Using the records below, copy out exactly the line that contains "the bookshelf, place" and every line that follows it, up to and including the last, and no others.

--- Extracted information ---

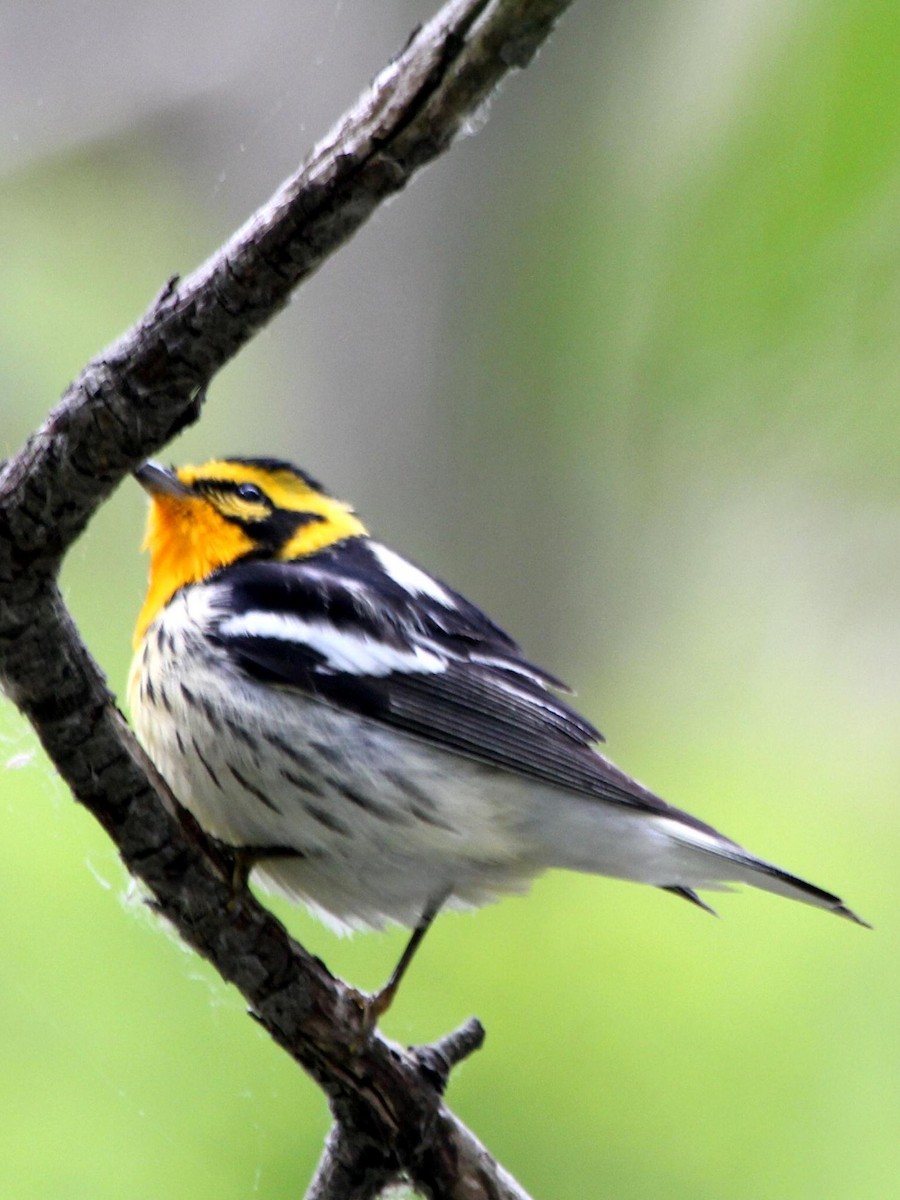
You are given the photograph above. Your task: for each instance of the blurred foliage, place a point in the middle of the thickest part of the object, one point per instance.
(661, 447)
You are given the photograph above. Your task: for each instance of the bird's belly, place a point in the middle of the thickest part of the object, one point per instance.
(382, 823)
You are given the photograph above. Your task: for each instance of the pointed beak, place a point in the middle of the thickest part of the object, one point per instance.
(160, 480)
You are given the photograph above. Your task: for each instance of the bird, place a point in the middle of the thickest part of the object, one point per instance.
(364, 738)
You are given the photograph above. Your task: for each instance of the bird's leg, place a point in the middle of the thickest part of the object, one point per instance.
(378, 1005)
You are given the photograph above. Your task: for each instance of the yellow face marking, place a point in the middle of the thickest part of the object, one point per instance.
(191, 537)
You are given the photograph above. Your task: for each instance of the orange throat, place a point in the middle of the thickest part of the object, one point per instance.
(187, 541)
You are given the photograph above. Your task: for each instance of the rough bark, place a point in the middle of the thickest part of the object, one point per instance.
(390, 1117)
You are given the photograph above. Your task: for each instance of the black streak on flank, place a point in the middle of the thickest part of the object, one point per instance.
(327, 820)
(209, 769)
(297, 756)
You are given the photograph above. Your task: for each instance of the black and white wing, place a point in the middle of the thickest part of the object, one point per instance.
(359, 627)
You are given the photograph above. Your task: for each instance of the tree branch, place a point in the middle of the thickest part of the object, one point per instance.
(390, 1119)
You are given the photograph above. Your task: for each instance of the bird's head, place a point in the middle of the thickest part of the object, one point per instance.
(205, 517)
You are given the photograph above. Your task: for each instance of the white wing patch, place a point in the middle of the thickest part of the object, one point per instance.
(409, 577)
(349, 653)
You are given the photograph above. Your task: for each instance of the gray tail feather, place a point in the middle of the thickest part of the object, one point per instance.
(690, 894)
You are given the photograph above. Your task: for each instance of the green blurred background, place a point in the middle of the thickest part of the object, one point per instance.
(625, 369)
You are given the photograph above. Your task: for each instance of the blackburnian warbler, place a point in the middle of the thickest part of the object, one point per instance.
(371, 738)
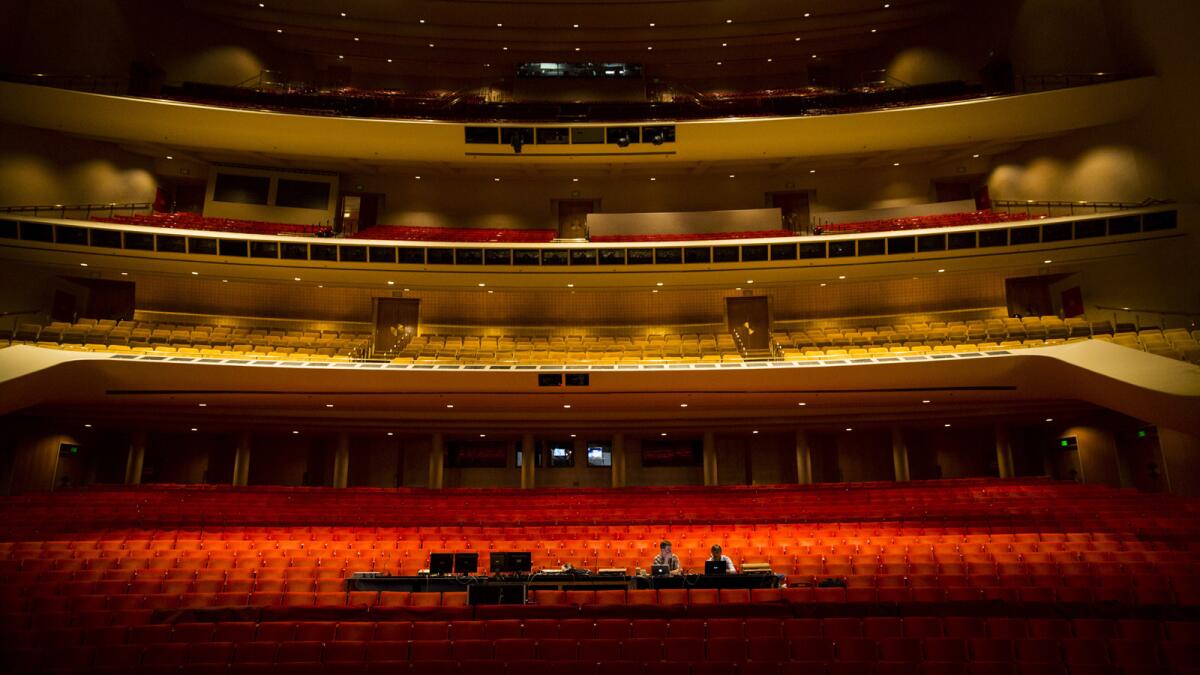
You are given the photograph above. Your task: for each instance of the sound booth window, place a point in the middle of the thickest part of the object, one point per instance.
(599, 453)
(241, 189)
(477, 454)
(562, 454)
(660, 453)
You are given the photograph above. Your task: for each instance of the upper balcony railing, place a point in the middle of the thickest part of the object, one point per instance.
(489, 103)
(879, 246)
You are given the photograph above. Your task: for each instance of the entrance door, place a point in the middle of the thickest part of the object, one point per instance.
(358, 211)
(795, 209)
(573, 217)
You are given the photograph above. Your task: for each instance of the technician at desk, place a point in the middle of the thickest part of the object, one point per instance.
(719, 557)
(669, 559)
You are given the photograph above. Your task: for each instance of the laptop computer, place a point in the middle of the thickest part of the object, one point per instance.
(715, 567)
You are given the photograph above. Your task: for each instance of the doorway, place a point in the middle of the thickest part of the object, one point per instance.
(793, 207)
(358, 211)
(573, 217)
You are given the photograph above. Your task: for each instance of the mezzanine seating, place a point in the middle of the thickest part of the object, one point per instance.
(922, 222)
(181, 220)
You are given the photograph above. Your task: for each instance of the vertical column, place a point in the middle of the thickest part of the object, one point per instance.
(241, 460)
(899, 454)
(709, 458)
(342, 460)
(437, 459)
(803, 458)
(618, 460)
(528, 461)
(1003, 452)
(136, 458)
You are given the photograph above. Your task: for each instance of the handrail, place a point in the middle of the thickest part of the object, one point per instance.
(1030, 205)
(61, 209)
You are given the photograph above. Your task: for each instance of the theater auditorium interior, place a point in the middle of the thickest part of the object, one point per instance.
(600, 338)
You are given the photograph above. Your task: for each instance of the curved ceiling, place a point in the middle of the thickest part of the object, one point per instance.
(490, 37)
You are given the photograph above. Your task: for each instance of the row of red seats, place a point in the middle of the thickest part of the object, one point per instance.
(181, 220)
(693, 237)
(922, 222)
(617, 628)
(1185, 592)
(457, 234)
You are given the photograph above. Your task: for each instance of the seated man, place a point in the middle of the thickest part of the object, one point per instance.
(719, 557)
(667, 559)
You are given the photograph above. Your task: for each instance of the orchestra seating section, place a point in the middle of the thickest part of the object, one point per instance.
(831, 341)
(181, 220)
(922, 222)
(953, 577)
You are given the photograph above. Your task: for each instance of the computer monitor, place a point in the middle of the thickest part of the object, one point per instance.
(466, 563)
(441, 563)
(520, 561)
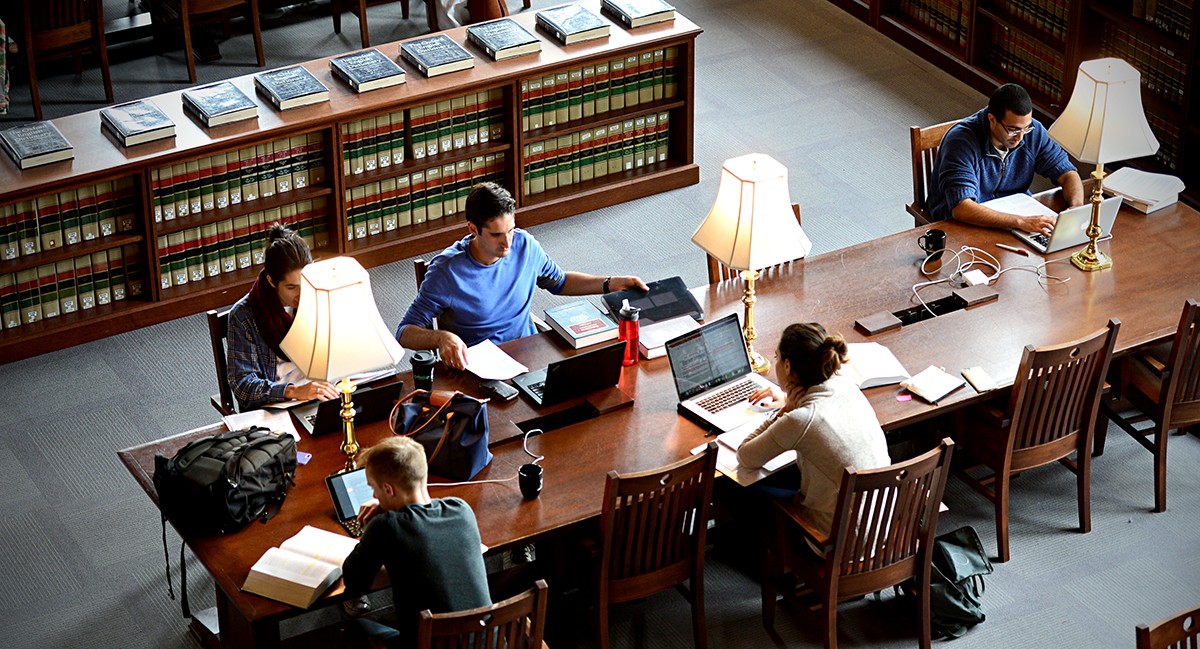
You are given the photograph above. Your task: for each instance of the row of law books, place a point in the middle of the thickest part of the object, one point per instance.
(237, 242)
(425, 194)
(72, 284)
(221, 180)
(67, 217)
(597, 152)
(582, 92)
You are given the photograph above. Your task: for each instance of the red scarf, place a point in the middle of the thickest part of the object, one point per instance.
(273, 320)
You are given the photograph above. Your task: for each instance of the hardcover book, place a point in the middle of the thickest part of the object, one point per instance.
(35, 144)
(367, 70)
(635, 13)
(291, 88)
(573, 24)
(503, 38)
(220, 103)
(436, 54)
(136, 122)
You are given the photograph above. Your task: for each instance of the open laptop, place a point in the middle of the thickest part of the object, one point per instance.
(713, 377)
(370, 404)
(1071, 229)
(349, 491)
(574, 376)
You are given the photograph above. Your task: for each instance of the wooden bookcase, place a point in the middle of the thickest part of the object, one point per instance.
(1039, 43)
(184, 264)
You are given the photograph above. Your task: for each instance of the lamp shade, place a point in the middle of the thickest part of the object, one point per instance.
(1104, 120)
(337, 330)
(751, 224)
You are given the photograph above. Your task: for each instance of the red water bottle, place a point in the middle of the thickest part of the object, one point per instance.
(629, 326)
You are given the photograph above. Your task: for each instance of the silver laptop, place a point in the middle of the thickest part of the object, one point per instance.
(713, 377)
(1071, 228)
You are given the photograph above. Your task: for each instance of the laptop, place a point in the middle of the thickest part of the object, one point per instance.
(349, 491)
(370, 404)
(571, 377)
(712, 374)
(1071, 229)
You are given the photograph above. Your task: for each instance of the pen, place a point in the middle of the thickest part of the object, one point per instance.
(1013, 248)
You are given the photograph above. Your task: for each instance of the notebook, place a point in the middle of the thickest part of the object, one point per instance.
(349, 491)
(574, 376)
(713, 377)
(1071, 229)
(370, 404)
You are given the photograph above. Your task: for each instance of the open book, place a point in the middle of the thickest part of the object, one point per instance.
(301, 569)
(871, 365)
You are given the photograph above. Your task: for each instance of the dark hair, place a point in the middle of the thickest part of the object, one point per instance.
(489, 200)
(286, 252)
(814, 355)
(1009, 98)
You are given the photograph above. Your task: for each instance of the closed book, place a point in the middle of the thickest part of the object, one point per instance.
(635, 13)
(220, 103)
(137, 122)
(367, 70)
(580, 323)
(436, 54)
(36, 143)
(291, 88)
(503, 38)
(573, 24)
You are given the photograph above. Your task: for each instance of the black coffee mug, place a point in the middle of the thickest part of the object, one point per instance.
(423, 370)
(529, 478)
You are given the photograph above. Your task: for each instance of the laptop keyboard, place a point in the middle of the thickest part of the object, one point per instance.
(731, 395)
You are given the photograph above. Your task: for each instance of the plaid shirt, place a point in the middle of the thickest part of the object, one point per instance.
(252, 362)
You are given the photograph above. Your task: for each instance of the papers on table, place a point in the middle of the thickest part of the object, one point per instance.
(489, 362)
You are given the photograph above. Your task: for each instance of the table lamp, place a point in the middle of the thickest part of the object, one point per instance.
(1103, 122)
(337, 332)
(750, 227)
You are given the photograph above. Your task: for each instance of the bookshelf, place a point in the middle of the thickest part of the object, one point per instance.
(381, 176)
(1039, 44)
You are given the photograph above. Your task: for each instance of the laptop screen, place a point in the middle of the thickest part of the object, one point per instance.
(708, 356)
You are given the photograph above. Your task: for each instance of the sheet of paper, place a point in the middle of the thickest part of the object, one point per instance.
(487, 361)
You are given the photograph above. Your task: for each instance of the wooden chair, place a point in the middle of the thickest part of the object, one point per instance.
(189, 13)
(1164, 390)
(1051, 414)
(925, 142)
(1179, 632)
(653, 526)
(720, 272)
(882, 534)
(516, 623)
(63, 28)
(219, 331)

---

• Written response:
You are given the photograph above. Your task: for each instance of the bookshelf, place a point in the middle of the thickest part of the object, one point per instance.
(381, 176)
(1039, 44)
You are given the photograph above. Your task: for each instance of the laptop screen, place a point in the middle of the thickest part of the object, one point per instance.
(708, 356)
You are given the photograph above. Your task: for each instance of the sheet of paper, place a point in the middle of the thickest part of the object, one point per instance.
(487, 361)
You are given the photograph above. Your task: for each instance of the wooden chair, place a point in the middle of the thickest part of the object, one point per instance.
(189, 13)
(1164, 390)
(1051, 414)
(925, 142)
(1179, 632)
(653, 526)
(720, 272)
(882, 534)
(516, 623)
(63, 28)
(219, 331)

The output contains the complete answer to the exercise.